>> begin Listed records

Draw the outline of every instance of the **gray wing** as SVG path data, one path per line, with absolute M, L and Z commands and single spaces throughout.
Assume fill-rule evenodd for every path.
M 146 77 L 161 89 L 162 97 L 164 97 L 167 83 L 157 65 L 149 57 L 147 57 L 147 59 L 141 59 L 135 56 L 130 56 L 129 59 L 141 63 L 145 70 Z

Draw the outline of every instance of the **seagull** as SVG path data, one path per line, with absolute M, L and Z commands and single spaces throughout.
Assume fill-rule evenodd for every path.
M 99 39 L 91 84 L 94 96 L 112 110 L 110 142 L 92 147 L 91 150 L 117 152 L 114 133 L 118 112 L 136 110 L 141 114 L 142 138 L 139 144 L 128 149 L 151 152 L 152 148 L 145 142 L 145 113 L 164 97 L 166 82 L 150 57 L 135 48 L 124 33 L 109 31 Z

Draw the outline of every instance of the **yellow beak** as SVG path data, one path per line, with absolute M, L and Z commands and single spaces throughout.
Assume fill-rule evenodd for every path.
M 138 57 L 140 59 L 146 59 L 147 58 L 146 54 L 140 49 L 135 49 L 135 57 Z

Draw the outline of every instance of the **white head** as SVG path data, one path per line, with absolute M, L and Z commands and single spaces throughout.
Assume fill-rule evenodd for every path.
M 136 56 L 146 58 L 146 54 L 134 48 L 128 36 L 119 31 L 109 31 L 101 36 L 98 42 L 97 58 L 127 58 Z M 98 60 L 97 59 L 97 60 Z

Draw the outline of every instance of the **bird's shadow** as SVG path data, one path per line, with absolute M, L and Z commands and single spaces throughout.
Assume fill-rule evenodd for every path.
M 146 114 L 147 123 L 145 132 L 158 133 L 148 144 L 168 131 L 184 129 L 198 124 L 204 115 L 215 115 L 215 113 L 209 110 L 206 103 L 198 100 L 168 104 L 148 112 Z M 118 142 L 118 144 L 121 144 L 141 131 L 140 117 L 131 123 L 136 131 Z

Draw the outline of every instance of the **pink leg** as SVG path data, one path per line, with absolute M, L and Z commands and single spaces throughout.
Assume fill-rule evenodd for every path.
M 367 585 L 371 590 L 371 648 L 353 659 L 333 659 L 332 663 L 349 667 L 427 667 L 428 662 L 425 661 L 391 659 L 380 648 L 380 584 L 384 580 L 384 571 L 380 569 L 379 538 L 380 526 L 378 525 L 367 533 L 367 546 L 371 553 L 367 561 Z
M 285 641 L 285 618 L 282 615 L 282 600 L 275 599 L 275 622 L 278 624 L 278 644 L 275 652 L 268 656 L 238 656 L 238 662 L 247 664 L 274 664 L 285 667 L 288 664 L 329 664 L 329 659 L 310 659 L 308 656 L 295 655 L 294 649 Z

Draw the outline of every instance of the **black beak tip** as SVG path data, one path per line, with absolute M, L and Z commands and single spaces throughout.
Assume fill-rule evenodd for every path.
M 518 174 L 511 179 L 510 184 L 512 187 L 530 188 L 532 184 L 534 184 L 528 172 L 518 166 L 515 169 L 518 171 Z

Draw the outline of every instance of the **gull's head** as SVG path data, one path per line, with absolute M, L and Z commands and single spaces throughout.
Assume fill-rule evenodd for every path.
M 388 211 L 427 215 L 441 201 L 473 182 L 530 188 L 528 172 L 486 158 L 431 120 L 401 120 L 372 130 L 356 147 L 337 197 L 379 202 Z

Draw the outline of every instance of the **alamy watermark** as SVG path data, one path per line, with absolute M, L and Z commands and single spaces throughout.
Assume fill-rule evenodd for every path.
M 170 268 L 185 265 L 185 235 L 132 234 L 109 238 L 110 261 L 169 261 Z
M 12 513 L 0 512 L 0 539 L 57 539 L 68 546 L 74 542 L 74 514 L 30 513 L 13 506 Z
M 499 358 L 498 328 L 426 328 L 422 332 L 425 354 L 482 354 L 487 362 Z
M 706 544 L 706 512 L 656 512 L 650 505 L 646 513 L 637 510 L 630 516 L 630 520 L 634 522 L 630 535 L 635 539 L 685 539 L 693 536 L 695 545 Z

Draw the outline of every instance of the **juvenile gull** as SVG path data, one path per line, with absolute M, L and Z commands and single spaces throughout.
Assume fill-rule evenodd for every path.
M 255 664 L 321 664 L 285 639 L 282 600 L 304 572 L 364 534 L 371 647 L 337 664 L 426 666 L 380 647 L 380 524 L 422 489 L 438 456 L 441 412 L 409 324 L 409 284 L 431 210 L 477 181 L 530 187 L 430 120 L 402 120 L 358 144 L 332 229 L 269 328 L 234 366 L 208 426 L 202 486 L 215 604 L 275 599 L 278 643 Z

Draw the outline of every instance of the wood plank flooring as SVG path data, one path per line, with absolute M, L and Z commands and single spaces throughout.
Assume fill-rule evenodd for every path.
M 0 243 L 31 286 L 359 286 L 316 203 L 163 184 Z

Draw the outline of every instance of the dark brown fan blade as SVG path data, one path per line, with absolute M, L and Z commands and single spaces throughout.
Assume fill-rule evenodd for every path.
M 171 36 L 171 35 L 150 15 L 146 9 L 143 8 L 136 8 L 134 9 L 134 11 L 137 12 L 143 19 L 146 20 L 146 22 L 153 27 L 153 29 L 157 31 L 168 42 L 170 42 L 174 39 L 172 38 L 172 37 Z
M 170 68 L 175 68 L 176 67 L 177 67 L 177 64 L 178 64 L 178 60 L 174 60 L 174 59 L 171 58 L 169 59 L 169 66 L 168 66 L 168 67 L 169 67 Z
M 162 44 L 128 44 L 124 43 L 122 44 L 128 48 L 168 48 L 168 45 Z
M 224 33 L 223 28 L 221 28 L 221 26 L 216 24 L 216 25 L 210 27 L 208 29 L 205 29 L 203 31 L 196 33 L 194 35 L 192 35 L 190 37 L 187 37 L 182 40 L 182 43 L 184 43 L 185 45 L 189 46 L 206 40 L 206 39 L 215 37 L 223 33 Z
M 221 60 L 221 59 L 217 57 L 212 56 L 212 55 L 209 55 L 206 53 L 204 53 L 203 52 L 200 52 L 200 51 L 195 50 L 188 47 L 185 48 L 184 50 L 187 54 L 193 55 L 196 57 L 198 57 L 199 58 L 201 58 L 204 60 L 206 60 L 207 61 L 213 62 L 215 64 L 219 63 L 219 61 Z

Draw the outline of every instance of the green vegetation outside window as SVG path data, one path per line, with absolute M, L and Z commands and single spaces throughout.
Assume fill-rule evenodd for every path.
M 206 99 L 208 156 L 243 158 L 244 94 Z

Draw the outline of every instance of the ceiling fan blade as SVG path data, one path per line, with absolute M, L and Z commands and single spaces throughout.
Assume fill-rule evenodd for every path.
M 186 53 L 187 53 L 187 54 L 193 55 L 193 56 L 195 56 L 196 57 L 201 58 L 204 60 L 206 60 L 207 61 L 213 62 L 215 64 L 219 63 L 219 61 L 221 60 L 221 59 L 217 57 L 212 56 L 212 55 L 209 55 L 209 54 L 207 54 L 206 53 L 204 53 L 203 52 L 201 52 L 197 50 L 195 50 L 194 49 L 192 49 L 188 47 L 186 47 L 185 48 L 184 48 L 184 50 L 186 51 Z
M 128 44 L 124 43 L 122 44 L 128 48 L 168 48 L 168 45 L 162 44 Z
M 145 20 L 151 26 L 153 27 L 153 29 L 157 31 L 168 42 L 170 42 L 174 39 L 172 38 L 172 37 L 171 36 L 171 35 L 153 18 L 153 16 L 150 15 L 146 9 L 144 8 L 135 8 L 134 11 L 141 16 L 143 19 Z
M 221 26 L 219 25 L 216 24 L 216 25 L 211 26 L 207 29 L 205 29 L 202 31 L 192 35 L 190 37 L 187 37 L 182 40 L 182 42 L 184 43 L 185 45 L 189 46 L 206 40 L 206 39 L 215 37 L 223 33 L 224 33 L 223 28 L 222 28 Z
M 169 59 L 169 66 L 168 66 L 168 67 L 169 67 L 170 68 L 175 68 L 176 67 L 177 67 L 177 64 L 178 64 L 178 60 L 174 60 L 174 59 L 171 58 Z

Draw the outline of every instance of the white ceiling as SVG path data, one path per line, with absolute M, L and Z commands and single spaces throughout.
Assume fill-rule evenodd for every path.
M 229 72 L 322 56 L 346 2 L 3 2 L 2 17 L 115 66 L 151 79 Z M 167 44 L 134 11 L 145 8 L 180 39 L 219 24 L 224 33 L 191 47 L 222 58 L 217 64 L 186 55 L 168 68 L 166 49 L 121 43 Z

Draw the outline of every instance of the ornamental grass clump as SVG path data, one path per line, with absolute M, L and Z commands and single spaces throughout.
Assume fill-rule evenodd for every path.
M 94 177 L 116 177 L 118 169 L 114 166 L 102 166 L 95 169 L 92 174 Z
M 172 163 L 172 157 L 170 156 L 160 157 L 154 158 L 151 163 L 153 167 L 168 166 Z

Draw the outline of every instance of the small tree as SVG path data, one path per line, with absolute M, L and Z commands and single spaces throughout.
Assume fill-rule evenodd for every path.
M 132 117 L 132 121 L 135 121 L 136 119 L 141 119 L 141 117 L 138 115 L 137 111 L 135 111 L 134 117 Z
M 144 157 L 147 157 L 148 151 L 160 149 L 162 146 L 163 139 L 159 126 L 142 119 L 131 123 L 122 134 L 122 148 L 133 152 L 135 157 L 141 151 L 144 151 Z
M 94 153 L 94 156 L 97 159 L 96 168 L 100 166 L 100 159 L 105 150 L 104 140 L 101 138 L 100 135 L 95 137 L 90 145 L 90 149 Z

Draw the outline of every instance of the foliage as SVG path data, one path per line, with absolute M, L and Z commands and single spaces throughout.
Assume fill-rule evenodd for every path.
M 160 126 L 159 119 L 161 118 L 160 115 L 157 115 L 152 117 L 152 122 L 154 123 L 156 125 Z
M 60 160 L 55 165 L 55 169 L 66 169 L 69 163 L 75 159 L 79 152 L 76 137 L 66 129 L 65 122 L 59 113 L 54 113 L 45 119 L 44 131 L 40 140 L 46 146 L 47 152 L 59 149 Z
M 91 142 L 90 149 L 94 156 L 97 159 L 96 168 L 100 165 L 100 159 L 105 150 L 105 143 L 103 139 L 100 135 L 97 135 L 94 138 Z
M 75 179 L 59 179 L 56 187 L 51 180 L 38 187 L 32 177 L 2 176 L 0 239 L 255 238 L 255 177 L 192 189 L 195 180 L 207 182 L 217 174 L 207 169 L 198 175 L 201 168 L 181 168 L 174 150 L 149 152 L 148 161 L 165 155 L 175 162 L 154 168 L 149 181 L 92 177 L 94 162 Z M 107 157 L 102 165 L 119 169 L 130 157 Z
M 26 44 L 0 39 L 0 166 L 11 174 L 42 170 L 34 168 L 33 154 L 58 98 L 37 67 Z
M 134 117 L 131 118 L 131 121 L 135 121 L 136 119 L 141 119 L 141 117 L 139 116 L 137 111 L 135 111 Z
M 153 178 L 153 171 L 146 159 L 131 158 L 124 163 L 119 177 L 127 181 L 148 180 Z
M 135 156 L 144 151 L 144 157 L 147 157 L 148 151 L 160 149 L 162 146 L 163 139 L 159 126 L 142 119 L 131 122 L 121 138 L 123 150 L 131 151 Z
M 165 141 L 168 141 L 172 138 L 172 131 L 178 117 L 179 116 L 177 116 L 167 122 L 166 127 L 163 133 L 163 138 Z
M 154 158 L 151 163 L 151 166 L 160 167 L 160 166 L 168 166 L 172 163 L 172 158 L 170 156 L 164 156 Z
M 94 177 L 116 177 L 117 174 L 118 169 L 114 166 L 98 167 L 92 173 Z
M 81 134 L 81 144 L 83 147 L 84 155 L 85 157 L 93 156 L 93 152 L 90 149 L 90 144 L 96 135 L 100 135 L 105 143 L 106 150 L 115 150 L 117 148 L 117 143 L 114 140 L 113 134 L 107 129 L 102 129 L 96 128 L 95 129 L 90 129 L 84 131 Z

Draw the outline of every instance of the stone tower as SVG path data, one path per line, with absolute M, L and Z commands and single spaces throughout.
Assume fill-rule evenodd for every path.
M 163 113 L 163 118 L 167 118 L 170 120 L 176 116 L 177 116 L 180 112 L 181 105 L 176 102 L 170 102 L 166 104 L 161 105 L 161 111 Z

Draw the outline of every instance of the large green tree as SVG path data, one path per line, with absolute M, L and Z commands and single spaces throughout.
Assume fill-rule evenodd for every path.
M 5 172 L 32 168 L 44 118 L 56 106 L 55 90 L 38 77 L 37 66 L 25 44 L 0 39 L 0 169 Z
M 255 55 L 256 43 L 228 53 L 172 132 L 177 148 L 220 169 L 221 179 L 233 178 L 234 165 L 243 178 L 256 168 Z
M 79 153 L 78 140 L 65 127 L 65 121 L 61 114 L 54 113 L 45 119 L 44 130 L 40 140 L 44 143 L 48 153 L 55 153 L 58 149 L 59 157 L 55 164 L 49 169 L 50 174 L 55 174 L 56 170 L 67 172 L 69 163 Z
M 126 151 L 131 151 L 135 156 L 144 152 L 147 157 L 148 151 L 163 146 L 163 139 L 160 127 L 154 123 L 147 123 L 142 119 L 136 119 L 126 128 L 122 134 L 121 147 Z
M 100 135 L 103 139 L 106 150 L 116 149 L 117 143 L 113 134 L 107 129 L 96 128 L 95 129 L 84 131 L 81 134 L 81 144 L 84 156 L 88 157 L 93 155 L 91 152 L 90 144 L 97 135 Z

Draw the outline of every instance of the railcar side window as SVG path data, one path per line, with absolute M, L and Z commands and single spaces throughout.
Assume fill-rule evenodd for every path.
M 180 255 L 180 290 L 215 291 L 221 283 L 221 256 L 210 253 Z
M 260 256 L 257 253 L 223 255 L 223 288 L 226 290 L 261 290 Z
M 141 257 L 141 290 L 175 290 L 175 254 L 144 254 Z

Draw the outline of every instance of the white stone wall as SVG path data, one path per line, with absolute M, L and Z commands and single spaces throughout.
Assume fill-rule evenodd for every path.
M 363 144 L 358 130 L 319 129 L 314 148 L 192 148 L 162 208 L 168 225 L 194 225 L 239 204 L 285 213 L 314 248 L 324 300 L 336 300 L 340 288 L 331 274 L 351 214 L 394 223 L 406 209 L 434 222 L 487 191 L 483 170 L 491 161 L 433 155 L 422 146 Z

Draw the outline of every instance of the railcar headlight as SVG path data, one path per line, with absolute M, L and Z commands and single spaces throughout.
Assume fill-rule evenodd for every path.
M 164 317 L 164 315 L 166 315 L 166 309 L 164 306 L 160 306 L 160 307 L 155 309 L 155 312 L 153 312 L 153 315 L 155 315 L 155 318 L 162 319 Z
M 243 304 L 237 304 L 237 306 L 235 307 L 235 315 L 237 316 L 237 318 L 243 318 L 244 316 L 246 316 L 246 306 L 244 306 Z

>> end Listed records

The task =>
Can you copy out, word for word, the records starting at the line containing "Draw the outline of every instance of the **pink" and ending at the line containing "M 706 544 L", with both of those lines included?

Solution to the exercise =>
Draw the outline of every instance of the **pink leg** as SVG path data, one path per line, with absolute M, L and Z commands and single spaces throughout.
Assume fill-rule evenodd for every path.
M 367 585 L 371 590 L 371 648 L 353 659 L 333 659 L 332 663 L 349 667 L 427 667 L 428 662 L 425 661 L 391 659 L 380 648 L 380 584 L 384 580 L 384 571 L 380 569 L 379 538 L 380 526 L 378 525 L 367 533 L 367 546 L 371 553 L 367 561 Z
M 285 641 L 285 618 L 282 615 L 282 600 L 275 599 L 275 622 L 278 624 L 278 644 L 275 652 L 268 656 L 238 656 L 238 662 L 247 664 L 274 664 L 285 667 L 288 664 L 329 664 L 329 659 L 310 659 L 308 656 L 295 655 L 294 649 Z

Draw the outline of every instance of the **black beak tip** as SVG path data, one path per line, with absolute M, L and Z commands and single spaces throughout.
Assume fill-rule evenodd for every path.
M 518 174 L 511 179 L 510 184 L 512 187 L 530 188 L 532 184 L 534 184 L 528 172 L 518 166 L 515 169 L 518 171 Z

Draw the outline of every instance of the **gull's head** as SVG path data, one path per line, with absolute M, L and Z commands and single spaces throughout.
Assume fill-rule evenodd for every path.
M 388 211 L 427 215 L 441 201 L 473 182 L 530 188 L 528 172 L 486 158 L 431 120 L 401 120 L 372 130 L 356 147 L 337 197 L 379 202 Z

Draw the outline of every instance of the **alamy watermark** as SVG path data, one path per line, with absolute M, L and Z commands and single spaces throughout.
Assume fill-rule evenodd for every path.
M 170 268 L 185 265 L 185 235 L 132 234 L 109 238 L 110 261 L 169 261 Z
M 12 513 L 0 512 L 0 539 L 57 539 L 68 546 L 74 542 L 74 514 L 30 513 L 13 506 Z
M 499 358 L 498 328 L 426 328 L 422 332 L 425 354 L 482 354 L 487 362 Z
M 706 544 L 706 512 L 656 512 L 650 505 L 646 513 L 637 510 L 630 516 L 630 520 L 634 522 L 630 535 L 635 539 L 685 539 L 693 536 L 695 545 Z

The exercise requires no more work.